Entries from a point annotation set

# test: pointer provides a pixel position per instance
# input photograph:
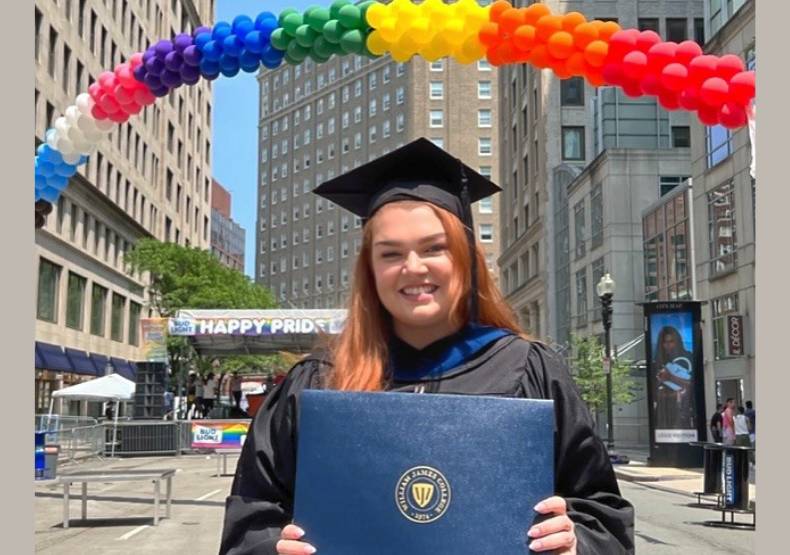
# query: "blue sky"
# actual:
(235, 126)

# SHORT TASK:
Rewrite the records above, putting "prompt" wherever "query" appears and keeping everything else the same. Omit the picture from your answer.

# RESPONSE BELOW:
# test: pointer provides a pixel position per instance
# input photograph:
# prompt: "blue sky"
# actual:
(235, 126)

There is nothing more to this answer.